• _Problem requirements_:
Could you retype the whole listing below, word for word from the first line to the last, but without the pictures?
::::::
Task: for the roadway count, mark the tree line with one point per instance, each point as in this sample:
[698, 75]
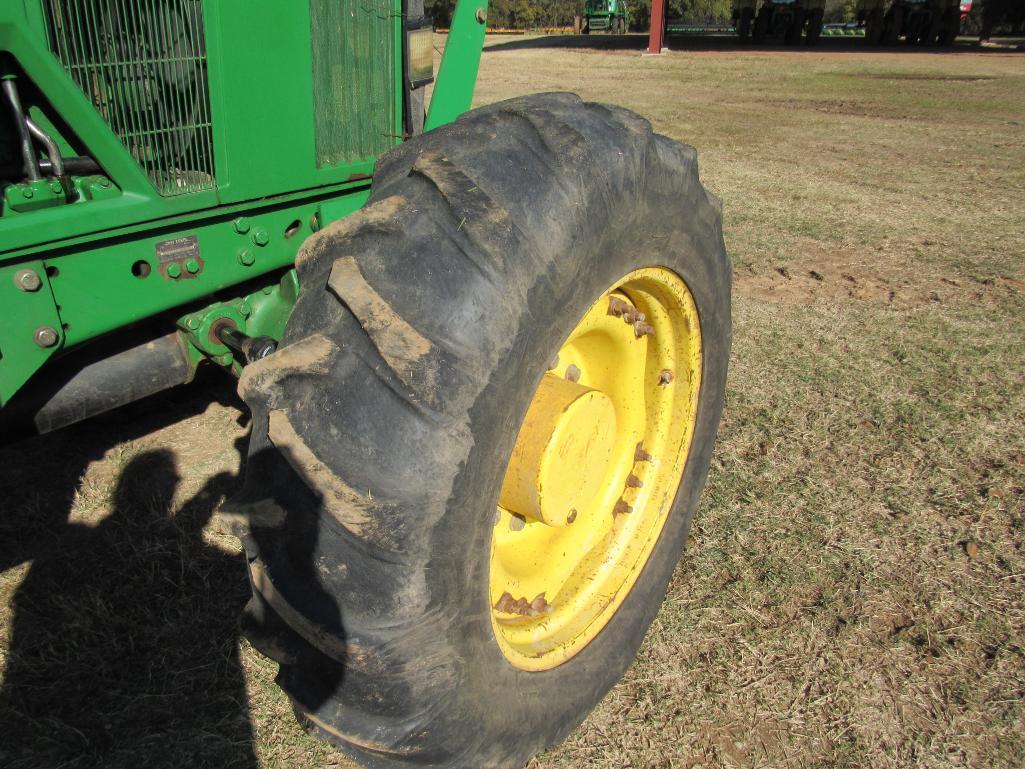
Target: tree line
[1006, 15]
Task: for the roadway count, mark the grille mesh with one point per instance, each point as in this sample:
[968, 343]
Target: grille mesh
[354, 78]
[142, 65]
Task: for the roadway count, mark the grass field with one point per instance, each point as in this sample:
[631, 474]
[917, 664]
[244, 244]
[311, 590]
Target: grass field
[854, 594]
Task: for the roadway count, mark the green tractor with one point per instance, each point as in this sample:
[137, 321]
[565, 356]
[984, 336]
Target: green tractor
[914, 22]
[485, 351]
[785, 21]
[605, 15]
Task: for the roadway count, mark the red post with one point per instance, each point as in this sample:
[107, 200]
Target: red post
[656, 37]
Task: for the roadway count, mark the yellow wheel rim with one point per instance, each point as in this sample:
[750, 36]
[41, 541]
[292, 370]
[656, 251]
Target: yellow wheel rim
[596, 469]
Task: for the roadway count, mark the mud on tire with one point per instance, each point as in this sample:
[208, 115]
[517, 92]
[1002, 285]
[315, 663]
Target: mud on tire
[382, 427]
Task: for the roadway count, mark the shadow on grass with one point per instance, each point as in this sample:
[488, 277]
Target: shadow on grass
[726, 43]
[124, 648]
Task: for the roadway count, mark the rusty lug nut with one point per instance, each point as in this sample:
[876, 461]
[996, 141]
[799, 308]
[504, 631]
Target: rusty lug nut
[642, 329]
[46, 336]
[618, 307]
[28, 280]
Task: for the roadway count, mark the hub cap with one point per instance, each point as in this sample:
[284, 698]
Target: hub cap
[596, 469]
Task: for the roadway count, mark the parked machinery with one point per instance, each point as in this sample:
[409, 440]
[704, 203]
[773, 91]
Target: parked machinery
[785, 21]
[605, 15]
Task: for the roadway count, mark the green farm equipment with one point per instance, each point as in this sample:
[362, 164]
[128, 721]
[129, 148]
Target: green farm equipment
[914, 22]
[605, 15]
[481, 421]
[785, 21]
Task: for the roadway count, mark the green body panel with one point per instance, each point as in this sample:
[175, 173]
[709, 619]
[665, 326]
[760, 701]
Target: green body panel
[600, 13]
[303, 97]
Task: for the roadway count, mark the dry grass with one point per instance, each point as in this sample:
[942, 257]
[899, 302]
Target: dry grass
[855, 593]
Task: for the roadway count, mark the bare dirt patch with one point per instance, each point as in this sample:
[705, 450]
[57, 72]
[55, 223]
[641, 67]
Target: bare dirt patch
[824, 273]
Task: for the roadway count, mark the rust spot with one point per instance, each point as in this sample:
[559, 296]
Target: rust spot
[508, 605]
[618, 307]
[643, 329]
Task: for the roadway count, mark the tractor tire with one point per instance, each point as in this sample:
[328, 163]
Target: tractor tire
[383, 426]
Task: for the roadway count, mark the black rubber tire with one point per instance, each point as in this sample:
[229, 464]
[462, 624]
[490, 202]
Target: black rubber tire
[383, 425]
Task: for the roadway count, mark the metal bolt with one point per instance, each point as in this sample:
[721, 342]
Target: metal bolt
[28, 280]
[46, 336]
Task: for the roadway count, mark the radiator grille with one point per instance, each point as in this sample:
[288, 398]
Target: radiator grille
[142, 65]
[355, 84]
::::::
• _Result for this exercise_:
Task: for the roadway count, mark the tree line with one point per instance, each point as in this sample:
[698, 75]
Target: tree line
[1006, 15]
Task: for the roadway count, mark the grille mesh with one point per instance, each point as in this sample:
[968, 343]
Target: grille mesh
[354, 78]
[142, 65]
Task: for the roadway count, mark the grass field with one point per instance, each point as in this sample:
[631, 474]
[917, 664]
[244, 244]
[311, 590]
Target: grass field
[854, 594]
Task: for the roadway count, mark the green tractor with one point per instance, each point as in this sample:
[137, 321]
[565, 356]
[984, 336]
Target: green tractor
[914, 22]
[485, 351]
[785, 21]
[605, 15]
Task: for the roadway count, mark the red post with one point per instance, each point as in this sample:
[107, 200]
Target: red post
[656, 37]
Task: for the roadway count, mark the yellow wheel rim with one point per instance, each point as in this sample:
[750, 36]
[41, 541]
[292, 370]
[656, 251]
Target: yellow wheel rim
[596, 469]
Task: for the roadway count, mark the mud on tire with one point per instance, each point as in this sample:
[208, 115]
[517, 92]
[1002, 285]
[315, 663]
Target: mud on tire
[382, 427]
Task: for the roadway count, mark the shadow on grass with one point per instance, each point as in this sample:
[488, 277]
Target: shadow on grass
[726, 43]
[124, 648]
Task: for the roadway count, mark the rusty lug nut with one point per instance, each point as in this sample:
[876, 461]
[996, 141]
[799, 308]
[504, 631]
Target: rusty lug nut
[642, 329]
[46, 336]
[618, 307]
[28, 280]
Task: for the roadway count, mark the hub cap with one point per instance, each point as in this sample:
[284, 698]
Target: hub cap
[596, 469]
Task: for the roadway count, mark the parked machinery with one point per instance, each point as in this sample:
[409, 440]
[704, 203]
[773, 91]
Target: parked machinery
[785, 21]
[605, 15]
Task: for the roadway count, mark the green farm equipment with one point per instance, each point as in this sample:
[362, 164]
[128, 721]
[129, 148]
Target: green farm equipment
[914, 22]
[605, 15]
[481, 421]
[785, 21]
Task: for the roadway count, mark the green body panel with one point per instance, each point as in this sample:
[175, 173]
[709, 619]
[665, 326]
[760, 701]
Target: green body panel
[600, 13]
[303, 97]
Task: for the roadway count, mark the dry grass with one point per instance, each point as in this sample:
[942, 257]
[899, 302]
Target: dry grass
[855, 593]
Task: for the roadway count, mark the bare dirt patch with one point per instance, each point as in this sample:
[705, 450]
[57, 72]
[55, 223]
[641, 67]
Target: bare dirt patch
[824, 273]
Task: for the roadway count, mark the rust spot with one point per instance, each point as in this sample:
[559, 296]
Target: rust spot
[508, 605]
[618, 307]
[643, 329]
Task: for the roadway count, mark the tractor tire with one point per instance, each point as in this sample:
[328, 163]
Target: tractor tire
[383, 426]
Task: for the roadway count, mark the black rubber tire with one point per instance, each point as in this sample:
[229, 464]
[462, 624]
[490, 202]
Target: black rubber tire
[383, 425]
Task: for the roadway count, mark the metal bolt with one point per instance, each point as in this sample:
[721, 342]
Target: metal bolt
[28, 280]
[46, 336]
Task: for the roadway count, mark the radiator grille with one point per instance, each point as in this sample:
[288, 398]
Target: radiator grille
[142, 65]
[355, 84]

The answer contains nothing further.